(Exercise aim) In the part that opens with the line containing "blurred crowd, a" and closes with the line containing "[[489, 169]]", swap "dot" for "marker" and write out that part again with nothing else altered.

(Data to process)
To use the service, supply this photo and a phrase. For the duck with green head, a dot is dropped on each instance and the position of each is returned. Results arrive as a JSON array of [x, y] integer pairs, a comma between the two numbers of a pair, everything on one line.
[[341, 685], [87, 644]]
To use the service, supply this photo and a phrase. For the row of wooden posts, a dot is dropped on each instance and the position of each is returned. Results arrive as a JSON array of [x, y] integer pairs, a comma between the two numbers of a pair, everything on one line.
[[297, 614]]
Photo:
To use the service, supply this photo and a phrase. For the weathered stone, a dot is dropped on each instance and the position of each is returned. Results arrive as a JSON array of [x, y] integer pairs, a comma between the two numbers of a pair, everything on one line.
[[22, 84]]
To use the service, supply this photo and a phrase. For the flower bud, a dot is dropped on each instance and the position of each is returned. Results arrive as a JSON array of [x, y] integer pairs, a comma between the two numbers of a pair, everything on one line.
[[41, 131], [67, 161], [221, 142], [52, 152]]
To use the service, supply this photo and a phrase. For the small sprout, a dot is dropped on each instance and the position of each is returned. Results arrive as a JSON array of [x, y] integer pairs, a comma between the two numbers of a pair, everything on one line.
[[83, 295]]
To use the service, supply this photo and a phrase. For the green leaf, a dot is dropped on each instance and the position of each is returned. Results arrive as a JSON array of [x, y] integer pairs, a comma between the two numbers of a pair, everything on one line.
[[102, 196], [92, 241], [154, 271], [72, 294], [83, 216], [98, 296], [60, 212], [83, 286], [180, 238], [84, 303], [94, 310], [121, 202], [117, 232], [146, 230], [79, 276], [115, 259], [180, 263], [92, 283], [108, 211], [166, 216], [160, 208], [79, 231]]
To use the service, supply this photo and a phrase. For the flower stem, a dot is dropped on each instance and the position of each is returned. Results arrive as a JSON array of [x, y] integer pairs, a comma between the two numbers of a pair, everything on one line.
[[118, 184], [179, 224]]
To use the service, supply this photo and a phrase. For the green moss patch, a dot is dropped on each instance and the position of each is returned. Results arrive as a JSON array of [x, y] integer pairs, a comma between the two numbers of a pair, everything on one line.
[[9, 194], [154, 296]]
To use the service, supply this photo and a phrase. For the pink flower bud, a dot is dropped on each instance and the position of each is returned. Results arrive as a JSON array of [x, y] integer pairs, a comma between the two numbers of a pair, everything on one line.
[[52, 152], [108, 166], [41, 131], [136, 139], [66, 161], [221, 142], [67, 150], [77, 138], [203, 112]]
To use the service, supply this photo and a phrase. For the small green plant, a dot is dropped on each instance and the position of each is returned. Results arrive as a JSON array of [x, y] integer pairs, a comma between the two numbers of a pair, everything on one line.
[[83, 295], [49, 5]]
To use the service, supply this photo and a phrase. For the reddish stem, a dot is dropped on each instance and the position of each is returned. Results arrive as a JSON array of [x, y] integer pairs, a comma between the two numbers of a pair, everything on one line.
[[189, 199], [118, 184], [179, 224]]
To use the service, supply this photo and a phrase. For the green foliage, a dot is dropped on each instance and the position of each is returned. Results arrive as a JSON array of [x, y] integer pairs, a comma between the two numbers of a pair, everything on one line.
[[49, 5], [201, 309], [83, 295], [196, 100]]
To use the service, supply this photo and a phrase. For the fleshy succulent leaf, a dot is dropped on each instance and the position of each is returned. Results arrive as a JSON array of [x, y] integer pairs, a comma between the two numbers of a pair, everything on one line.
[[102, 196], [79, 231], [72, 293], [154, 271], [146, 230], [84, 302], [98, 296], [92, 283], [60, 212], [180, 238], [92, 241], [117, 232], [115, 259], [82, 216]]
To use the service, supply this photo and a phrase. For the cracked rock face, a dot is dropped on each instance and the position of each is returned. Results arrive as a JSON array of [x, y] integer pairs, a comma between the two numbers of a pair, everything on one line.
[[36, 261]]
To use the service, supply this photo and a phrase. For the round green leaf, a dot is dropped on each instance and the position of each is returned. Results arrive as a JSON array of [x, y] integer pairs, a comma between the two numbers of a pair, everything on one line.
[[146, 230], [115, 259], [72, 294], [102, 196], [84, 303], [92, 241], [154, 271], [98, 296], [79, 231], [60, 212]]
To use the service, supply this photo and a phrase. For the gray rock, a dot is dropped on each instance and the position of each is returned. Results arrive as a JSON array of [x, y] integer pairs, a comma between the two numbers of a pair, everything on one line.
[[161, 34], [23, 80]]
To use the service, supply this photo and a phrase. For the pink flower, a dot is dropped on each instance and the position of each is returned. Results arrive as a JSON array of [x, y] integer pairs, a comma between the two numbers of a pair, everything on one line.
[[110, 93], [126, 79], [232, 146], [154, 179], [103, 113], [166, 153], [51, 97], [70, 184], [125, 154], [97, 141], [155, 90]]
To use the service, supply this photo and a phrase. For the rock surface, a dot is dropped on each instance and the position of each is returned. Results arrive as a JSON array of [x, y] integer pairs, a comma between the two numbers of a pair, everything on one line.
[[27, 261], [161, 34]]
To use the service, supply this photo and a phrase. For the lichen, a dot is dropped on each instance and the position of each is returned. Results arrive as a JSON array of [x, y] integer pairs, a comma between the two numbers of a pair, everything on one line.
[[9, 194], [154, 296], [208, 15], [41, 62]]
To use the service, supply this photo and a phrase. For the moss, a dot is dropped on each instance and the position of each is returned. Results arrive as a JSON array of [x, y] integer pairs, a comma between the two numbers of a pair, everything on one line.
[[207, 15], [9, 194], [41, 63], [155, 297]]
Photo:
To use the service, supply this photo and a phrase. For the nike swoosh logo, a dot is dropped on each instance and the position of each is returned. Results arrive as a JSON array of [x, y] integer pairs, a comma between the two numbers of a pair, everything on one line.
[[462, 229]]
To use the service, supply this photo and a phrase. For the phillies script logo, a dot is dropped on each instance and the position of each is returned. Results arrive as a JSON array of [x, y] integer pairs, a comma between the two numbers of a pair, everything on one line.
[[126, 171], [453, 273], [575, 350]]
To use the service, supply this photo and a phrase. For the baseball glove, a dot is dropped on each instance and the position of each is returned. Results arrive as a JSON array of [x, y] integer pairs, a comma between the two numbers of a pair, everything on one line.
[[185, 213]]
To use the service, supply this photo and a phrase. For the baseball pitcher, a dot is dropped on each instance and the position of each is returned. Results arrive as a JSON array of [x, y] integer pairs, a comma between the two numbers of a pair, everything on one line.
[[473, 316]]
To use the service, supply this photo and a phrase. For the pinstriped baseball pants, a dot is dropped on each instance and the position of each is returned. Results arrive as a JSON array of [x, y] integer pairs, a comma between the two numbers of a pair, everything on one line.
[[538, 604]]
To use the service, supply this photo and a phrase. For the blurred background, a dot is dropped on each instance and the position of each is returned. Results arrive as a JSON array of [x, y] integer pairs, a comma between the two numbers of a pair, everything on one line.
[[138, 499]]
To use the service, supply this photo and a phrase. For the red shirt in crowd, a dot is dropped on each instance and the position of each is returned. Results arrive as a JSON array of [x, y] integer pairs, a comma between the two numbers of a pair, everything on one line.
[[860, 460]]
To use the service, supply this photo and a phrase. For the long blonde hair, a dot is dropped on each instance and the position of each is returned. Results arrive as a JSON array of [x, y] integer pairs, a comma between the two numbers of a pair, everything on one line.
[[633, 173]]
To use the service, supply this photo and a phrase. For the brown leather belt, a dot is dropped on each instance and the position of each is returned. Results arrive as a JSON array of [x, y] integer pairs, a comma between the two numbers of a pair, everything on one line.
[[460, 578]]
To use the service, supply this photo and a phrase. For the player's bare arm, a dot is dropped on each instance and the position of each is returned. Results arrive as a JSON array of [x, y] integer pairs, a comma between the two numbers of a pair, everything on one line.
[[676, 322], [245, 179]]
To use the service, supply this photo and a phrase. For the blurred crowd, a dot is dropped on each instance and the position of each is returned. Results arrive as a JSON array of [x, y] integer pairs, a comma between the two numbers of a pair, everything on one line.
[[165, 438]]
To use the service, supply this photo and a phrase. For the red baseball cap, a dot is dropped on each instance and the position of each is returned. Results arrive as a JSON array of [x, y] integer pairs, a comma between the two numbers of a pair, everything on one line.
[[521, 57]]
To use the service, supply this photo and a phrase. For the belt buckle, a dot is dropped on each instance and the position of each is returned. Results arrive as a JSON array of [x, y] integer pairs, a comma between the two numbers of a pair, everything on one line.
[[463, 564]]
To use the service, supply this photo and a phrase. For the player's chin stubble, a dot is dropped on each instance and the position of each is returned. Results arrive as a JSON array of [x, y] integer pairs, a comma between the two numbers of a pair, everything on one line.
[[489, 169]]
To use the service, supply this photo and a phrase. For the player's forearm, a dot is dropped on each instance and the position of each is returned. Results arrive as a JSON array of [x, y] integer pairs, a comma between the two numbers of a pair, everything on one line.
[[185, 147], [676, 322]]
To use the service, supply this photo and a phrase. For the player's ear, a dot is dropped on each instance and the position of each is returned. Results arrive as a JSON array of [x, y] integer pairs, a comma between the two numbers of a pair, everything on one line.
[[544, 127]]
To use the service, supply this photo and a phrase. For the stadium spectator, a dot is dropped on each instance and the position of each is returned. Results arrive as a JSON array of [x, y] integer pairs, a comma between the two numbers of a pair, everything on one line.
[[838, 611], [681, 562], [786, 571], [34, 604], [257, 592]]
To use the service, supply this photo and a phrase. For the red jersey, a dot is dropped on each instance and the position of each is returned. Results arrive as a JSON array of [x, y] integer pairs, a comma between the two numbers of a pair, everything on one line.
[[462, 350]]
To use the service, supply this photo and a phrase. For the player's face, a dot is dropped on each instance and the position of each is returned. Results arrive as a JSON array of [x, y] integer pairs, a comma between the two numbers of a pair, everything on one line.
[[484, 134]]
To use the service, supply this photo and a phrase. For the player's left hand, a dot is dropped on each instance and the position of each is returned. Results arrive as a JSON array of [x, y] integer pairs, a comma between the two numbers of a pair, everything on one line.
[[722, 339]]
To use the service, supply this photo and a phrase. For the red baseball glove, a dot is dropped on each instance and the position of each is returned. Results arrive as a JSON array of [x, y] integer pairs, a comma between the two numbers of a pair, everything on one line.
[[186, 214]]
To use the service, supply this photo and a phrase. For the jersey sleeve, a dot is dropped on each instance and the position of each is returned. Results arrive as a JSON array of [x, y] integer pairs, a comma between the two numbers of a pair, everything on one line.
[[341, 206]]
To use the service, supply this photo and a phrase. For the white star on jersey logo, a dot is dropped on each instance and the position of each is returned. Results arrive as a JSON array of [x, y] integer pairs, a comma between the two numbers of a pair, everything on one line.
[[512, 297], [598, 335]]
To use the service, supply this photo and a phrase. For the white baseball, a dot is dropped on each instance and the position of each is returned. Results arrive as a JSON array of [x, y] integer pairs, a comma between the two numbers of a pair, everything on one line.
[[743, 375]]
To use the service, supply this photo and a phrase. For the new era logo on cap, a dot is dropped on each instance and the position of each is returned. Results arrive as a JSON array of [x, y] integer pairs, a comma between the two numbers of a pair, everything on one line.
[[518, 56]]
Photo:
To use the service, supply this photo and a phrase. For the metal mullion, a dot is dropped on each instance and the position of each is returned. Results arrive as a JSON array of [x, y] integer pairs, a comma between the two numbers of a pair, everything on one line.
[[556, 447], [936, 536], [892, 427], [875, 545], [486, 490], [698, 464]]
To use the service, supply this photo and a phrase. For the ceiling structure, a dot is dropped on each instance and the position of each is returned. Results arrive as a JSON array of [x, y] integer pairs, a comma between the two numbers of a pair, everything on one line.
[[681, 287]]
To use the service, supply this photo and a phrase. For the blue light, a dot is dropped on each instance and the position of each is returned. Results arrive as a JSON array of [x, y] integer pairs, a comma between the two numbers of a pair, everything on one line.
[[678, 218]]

(Result for this task)
To use the service, supply this photo and a phrase. For the blurred crowd, a marker is dropped on each instance and the position of each is returned. Results arrive as a JSON array of [x, y] integer pairs, a comma between the two numbers of a pair, everything on one line.
[[165, 438]]
To use the service, supply this photo and a phrase. For the red baseball cap, a marker is dropped on each instance and the position of each is returned. Results arrive as a JSON array of [x, y] integer pairs, a comma between the two numbers of a pair, everything on one line.
[[521, 57]]
To use the service, supply this photo and a phrase. For the belt buckle, a marker is dropped on each instance and the position of each is returned. Results arrive as a JSON array of [x, y] integer pairs, a comma between the two numbers of a pair, everything on one line.
[[463, 564]]
To use the service, supply this photo and a phrase. For the player's chin stubble, a marker is dropped on each instance and the position of each is returned. Results arrive as a JSON array of [x, y] integer pairs, a comma between the two numbers of a pair, everything on one line.
[[489, 169]]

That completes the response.